═════ SELECTED PASSAGE

Originally Posted by MMO-Champion
With that recent tire fire that was that Reddit post, you sure have some thick skin, Ben Brode mentioned that being sorta the face of a game opens you up to brunt of the community’s attacks when people asked why him and Yong Woo didn’t do more designer insights. Do you feel it’s important for a dev to have thick skin when dealing with this stuff.
I don’t think you can be a good game designer if you have thin skin. You have to subject your ideas to the crucible of review, whether that happens internally or after players see your design.
I do think you can be a good game designer if you have thick skin, but don’t have thick enough skin to open yourself up to direct communication with players. Some of my favorite games have been made by people that can barely stand to have a conversation with other humans, let alone open themselves up to the internet.
But if you’re going to go that route, you just have to be really, really good at what you do. You need a purity of vision or an ability to foresee problems that just isn’t that common in developers. I don’t have that. Way back at Ensemble, when we weren’t sure if design A or design B made more sense, I said “Let’s just ask players what they think.”
You don’t have to ask up front. You can launch a feature, monitor the response, and then iterate on that feature. But you have to get that feedback at some point. Lead Champion Designer Riot Scruffy the other day said something like “Even when you’ve really thought about it, tested and iterated, your chance of nailing a great design is about 70%. So you have to be prepared to iterate based on player feedback. You have to leave time for the follow-up work.”
(I also don’t mean to imply that asking players on Reddit or forums is the only way we gather feedback.)
Now, I don’t subscribe to the idea that players should just be able to say whatever the hell they want to, and developers should just suck it up because that’s their job. I value communication, and communication is easier if you treat each other like human beings. But I also recognize that players get emotional or frustrated, and I recognize that the power dynamic between passionate player and developer who just doesn’t get it can exacerbate that frustration.

══════════

• _GIVEN REQUEST A_:
Count the lines of the rows that contain the string "cleat", treating case as significant, and give only the number.
The interview excerpt and the rows below it come from unrelated sources.

═════ MATERIAL

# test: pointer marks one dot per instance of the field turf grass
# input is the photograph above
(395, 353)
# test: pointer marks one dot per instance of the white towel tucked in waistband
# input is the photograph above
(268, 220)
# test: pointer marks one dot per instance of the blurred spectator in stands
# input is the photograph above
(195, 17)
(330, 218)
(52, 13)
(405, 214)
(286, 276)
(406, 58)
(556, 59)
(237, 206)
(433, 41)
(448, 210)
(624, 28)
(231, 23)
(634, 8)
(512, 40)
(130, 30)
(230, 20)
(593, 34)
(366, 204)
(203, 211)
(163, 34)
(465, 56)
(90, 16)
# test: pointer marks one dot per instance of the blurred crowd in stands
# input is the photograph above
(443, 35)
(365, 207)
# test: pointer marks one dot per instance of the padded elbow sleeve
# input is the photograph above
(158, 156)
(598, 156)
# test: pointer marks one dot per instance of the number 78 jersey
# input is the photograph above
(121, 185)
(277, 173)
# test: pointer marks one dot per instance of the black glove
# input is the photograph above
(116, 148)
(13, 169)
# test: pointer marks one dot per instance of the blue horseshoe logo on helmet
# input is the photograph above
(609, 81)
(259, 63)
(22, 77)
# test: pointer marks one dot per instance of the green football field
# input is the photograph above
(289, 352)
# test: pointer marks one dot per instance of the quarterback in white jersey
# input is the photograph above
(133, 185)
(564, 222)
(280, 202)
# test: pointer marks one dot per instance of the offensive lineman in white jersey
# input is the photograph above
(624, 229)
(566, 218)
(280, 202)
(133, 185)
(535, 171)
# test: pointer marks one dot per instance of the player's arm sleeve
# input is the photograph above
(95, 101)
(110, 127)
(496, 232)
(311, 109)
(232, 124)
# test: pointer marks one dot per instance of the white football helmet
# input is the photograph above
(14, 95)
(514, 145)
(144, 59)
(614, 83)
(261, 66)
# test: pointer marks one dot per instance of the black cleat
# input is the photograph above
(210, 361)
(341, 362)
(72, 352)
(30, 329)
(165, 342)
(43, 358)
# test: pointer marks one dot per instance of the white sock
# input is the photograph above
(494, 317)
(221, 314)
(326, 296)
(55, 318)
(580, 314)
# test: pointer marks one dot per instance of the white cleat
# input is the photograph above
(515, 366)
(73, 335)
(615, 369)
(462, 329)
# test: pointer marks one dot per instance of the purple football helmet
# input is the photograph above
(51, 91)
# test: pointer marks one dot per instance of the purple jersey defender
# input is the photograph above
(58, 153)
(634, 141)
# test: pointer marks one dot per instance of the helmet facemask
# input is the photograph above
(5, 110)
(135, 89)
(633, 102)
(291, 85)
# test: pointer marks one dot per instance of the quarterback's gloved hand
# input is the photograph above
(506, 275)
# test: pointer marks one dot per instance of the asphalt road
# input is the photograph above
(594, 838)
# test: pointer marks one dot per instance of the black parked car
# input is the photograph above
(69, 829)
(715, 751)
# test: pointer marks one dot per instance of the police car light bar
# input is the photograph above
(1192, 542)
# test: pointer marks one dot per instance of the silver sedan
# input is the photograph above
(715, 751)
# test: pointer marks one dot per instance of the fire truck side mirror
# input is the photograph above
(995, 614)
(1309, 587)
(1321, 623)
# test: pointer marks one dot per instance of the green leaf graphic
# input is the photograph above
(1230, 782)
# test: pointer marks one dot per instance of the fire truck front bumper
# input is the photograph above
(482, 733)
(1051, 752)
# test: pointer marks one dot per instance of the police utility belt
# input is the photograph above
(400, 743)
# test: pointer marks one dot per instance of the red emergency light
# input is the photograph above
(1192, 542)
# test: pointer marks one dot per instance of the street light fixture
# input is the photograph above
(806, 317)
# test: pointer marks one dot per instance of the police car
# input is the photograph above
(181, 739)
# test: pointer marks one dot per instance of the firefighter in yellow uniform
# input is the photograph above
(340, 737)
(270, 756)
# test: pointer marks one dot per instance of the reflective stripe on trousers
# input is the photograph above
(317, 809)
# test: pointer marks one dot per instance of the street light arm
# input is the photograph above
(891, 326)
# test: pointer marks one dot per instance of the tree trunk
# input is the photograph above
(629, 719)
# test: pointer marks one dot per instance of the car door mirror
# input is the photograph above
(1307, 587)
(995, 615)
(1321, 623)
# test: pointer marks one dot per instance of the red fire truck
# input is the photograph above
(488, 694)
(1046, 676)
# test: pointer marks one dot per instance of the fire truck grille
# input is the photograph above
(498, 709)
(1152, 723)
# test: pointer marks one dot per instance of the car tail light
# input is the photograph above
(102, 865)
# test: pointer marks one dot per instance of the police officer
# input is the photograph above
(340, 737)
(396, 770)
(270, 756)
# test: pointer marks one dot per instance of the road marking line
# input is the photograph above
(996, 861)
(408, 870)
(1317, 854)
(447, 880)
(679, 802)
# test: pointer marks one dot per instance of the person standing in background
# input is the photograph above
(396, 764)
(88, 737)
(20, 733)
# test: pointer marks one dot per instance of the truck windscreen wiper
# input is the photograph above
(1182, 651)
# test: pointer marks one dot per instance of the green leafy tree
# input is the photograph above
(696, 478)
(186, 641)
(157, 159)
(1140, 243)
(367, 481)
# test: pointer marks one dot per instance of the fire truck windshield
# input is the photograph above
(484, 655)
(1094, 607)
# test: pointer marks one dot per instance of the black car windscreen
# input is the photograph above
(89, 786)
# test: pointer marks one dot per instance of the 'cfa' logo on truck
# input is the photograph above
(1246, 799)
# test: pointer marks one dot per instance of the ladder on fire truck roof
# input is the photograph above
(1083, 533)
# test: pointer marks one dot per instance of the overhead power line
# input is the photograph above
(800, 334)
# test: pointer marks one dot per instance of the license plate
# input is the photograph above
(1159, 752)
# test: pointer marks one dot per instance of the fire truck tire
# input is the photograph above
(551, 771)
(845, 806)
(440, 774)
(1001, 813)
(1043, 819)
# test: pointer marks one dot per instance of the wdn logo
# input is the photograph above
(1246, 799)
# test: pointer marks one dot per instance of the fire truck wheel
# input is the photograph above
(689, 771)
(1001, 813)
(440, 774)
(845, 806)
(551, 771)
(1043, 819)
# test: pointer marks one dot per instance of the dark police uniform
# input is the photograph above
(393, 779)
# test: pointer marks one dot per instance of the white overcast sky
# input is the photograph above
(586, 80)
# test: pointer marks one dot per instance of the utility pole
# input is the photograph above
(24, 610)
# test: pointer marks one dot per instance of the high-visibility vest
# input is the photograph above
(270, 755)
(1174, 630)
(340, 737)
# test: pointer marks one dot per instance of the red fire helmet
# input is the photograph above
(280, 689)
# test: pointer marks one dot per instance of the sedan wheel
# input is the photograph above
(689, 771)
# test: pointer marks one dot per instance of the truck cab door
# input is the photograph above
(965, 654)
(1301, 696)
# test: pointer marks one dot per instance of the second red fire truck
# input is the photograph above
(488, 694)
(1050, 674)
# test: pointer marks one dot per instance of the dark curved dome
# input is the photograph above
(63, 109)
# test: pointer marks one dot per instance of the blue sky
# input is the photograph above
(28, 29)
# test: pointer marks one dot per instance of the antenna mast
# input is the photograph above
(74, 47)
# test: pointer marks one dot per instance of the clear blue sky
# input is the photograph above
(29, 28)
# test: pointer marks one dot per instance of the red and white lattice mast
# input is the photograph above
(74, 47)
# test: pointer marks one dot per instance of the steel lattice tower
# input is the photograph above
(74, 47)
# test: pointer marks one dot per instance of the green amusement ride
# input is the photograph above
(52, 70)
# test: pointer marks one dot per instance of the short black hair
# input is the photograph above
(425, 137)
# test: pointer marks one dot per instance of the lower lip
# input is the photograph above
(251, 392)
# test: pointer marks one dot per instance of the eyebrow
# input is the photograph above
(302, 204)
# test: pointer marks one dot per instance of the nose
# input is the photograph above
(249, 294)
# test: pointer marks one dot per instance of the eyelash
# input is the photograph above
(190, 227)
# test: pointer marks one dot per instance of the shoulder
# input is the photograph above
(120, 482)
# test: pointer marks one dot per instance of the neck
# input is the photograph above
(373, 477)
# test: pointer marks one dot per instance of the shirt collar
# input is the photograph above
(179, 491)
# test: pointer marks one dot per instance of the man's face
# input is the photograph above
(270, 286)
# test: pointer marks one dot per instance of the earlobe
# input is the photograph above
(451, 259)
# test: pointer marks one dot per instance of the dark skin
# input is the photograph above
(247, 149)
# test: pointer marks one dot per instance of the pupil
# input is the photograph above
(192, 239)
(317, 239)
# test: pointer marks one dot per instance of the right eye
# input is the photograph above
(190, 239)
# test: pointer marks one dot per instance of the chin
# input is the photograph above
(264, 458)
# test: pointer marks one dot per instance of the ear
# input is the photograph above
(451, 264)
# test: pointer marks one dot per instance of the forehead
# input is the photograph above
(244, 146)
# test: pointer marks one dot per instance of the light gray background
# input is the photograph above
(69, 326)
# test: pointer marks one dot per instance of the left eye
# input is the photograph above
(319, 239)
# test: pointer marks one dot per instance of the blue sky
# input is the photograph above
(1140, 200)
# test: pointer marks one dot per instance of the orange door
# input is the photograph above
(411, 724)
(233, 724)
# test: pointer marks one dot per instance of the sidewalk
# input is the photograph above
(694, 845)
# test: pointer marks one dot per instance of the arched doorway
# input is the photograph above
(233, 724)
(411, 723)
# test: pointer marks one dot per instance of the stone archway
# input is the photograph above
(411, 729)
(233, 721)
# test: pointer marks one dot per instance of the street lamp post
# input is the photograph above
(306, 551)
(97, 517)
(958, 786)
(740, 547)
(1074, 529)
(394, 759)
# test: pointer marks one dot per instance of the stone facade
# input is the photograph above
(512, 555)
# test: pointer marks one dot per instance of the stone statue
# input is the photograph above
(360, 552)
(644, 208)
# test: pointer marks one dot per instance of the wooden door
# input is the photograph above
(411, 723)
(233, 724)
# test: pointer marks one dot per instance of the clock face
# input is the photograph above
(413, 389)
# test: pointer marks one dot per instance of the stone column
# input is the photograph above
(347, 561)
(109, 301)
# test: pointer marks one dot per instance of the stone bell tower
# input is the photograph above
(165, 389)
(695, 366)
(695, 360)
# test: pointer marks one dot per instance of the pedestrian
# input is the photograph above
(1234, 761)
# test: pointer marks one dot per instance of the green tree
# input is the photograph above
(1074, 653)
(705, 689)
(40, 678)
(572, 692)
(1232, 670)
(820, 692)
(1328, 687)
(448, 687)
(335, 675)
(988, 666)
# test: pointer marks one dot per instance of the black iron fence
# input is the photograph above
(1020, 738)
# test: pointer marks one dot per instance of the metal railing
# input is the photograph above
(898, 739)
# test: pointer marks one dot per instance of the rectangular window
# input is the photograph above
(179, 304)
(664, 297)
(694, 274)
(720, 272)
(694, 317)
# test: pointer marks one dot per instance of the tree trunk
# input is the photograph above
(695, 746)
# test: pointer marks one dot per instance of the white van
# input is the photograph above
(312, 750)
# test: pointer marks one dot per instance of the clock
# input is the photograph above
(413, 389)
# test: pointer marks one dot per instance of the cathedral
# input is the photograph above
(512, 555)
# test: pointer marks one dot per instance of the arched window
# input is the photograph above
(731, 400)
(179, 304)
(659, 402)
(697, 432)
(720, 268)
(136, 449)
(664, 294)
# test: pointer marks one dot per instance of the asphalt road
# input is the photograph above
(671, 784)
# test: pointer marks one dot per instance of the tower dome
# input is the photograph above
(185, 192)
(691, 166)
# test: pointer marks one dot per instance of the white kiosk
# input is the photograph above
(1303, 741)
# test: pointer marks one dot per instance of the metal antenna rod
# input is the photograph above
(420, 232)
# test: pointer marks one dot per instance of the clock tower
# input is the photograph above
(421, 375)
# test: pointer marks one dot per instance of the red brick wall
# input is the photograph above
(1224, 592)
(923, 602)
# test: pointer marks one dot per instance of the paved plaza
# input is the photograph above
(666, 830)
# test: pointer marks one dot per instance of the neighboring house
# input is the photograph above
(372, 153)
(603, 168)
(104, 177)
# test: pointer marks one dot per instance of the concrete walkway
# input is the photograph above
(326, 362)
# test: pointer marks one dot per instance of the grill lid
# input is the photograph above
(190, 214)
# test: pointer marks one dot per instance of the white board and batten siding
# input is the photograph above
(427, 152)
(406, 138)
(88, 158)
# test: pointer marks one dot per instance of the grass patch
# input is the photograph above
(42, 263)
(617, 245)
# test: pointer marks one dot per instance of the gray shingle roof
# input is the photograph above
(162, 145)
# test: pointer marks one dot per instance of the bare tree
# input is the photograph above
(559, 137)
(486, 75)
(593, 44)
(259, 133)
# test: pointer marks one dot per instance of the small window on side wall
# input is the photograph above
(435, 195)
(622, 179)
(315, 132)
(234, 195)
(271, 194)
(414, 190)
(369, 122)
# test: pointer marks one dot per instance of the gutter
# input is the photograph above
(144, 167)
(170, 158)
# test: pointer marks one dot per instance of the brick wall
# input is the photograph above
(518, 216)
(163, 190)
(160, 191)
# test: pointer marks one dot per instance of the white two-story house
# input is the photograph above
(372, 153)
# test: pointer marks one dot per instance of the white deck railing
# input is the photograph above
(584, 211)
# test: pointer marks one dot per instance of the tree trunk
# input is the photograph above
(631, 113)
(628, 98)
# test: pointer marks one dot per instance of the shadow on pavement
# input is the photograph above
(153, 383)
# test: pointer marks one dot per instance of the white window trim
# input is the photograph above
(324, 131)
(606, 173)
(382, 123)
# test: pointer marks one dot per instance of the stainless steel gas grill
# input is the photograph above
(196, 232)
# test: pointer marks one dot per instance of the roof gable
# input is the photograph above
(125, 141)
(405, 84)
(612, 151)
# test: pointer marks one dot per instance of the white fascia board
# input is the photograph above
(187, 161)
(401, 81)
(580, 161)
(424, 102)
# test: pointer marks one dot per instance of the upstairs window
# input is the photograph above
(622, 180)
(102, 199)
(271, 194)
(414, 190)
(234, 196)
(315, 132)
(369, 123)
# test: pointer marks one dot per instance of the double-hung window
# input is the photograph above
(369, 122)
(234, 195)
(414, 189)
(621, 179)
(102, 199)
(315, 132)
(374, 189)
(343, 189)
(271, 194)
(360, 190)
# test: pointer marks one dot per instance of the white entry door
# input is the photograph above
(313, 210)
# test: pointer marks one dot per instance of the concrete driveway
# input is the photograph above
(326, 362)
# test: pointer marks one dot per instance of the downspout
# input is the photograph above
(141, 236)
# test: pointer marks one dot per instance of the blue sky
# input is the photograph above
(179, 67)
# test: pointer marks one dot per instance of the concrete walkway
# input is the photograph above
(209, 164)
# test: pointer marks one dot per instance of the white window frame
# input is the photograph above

══════════

• _GIVEN REQUEST B_:
List every person named in the interview excerpt.

• _CORRECT ANSWER A_:
2

• _CORRECT ANSWER B_:
Ben Brode
Yong Woo
Riot Scruffy